» TAREFAS PROPOSTAS
- a) No trecho sobre a campanha política de Dilma, quais iniciativas ela apontou ao responder como tiraria a economia da situação atual?
- b) Conte quantas linhas da listagem contêm a palavra "region" e informe somente esse número.

» TRECHO DO TEXTO
-------------------------

O QUE A CAMPANHA POLÍTICA ESTÁ ENSINANDO PARA
DILMA
por Luis Nassif
Na
entrevista a O Globo, Mirian Leitão perguntou a Dilma Rousseff como pretenderia
tirar a economia da situação atual. Dilma respondeu apontando o Pronatec, o
Ciência Sem Fronteira e o Sistema Nacional de Inovação. Não houve tempo para
tréplica mas, ao final, Mirian declarou-se insatisfeita com a resposta.
No entanto, as duas estavam certas; e as duas estavam erradas.
Vamos entender um pouco o que está por trás dessa discussão.
Por suas ligações com a cobertura financeira, os grupos de mídia
focam o desenvolvimento exclusivamente da ótica macroeconômica de curtíssimo
prazo. Há enorme dificuldade em entender políticas de médio e longo prazo,
trabalhando os fatores determinantes da competitividade sistêmica.
Por outro lado, só agora Dilma começou a elaborar – pela
primeira vez, se não me engano – o esboço de uma estratégia nacional de desenvolvimento
de longo prazo.
Políticas desenvolvidas ao longo dos últimos anos ganharam uma
dinâmica própria, todas convergindo para um mesmo modelo de desenvolvimento.
Mas, no seu isolamento polar, Dilma tinha olhos exclusivamente para o Banco
Central, a Fazenda, a inflação de curto prazo e os indicadores do PIB.

-------------------------

Linhas de um conjunto de dados
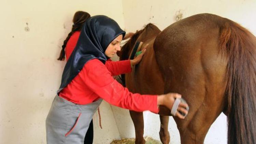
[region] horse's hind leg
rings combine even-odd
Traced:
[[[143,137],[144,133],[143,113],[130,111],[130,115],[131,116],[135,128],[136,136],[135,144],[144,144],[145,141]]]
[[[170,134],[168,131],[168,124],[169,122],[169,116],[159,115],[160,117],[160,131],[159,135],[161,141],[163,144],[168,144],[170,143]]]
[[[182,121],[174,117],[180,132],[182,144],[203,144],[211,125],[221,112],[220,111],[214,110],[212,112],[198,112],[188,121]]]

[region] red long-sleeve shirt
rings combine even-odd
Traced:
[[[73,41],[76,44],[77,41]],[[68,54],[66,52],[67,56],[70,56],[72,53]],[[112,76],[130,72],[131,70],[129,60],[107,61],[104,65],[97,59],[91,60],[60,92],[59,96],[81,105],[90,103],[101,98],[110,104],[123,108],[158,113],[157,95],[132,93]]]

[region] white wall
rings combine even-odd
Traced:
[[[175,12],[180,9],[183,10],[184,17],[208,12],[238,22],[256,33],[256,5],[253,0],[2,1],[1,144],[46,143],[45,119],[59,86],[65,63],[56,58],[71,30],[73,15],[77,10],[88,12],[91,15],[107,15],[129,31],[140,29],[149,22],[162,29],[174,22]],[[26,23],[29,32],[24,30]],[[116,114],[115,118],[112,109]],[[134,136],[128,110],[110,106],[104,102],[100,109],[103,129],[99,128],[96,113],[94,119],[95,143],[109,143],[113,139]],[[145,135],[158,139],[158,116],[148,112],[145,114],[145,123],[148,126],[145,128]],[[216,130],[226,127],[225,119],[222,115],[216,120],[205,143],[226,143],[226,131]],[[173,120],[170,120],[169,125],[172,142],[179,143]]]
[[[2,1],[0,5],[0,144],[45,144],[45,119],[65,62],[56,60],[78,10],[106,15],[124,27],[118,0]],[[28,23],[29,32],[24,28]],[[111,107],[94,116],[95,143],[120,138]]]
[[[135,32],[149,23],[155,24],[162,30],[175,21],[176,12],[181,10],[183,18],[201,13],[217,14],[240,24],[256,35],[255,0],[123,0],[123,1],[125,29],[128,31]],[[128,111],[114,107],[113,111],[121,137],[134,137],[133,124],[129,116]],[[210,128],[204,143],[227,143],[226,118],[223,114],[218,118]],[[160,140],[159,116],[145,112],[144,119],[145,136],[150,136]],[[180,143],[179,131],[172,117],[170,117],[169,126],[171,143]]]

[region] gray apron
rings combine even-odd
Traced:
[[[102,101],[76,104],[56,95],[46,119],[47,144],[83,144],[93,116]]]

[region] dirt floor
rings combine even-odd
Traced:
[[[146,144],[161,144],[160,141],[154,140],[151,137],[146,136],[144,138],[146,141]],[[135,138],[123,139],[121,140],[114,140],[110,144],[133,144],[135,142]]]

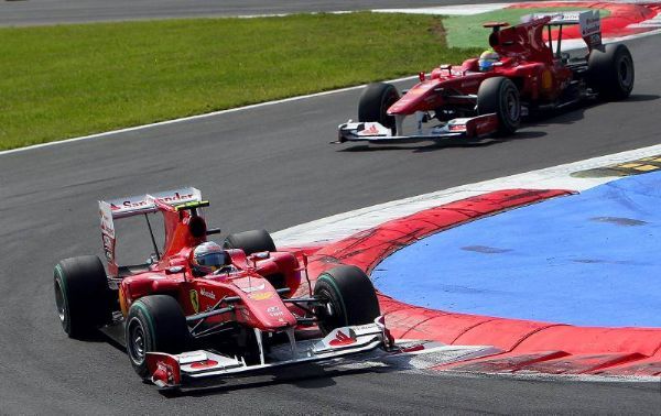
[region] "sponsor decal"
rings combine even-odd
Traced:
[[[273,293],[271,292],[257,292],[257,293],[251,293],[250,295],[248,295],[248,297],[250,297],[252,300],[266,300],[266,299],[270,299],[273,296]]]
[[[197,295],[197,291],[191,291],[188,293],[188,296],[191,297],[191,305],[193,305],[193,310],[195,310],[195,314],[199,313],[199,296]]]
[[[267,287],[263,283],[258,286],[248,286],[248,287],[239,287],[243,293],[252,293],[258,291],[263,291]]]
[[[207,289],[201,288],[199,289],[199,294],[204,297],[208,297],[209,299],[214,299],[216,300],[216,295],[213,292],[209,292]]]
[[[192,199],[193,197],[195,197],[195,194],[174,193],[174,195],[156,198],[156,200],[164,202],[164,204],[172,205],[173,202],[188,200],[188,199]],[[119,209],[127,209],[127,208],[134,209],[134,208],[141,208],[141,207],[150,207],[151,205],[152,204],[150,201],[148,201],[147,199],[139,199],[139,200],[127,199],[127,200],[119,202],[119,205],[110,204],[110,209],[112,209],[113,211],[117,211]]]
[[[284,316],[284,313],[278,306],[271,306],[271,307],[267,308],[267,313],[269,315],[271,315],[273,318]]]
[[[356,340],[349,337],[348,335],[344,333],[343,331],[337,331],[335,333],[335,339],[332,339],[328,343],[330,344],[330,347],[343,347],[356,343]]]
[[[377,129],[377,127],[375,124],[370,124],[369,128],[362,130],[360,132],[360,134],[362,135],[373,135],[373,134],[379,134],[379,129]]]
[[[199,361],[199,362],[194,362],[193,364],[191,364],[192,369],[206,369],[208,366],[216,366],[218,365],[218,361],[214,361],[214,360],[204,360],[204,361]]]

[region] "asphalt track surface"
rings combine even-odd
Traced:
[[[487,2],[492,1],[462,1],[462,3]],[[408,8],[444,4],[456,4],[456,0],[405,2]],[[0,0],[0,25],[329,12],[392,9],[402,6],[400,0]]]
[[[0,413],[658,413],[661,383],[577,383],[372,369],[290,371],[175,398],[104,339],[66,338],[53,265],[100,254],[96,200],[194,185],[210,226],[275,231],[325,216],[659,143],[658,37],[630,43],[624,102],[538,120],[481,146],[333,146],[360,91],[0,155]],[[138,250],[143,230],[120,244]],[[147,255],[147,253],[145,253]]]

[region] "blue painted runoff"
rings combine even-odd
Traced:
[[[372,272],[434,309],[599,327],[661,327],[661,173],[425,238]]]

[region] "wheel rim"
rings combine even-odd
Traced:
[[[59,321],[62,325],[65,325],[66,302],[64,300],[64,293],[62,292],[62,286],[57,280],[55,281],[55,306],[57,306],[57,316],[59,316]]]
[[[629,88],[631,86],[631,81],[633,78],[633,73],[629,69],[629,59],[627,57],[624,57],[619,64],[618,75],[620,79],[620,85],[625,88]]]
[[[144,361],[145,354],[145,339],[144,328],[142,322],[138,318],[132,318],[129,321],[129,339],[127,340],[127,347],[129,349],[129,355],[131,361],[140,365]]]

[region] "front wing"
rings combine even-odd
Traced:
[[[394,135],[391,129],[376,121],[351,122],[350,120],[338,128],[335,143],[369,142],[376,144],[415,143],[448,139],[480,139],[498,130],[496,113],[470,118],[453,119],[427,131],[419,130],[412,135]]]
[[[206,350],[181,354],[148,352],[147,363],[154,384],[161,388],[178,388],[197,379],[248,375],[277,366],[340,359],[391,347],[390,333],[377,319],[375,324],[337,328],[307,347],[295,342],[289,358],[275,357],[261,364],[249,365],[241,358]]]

-------------------------

» LISTA DE SOLUÇÕES
- a) O Pronatec, o Ciência Sem Fronteira e o Sistema Nacional de Inovação.

- b) 10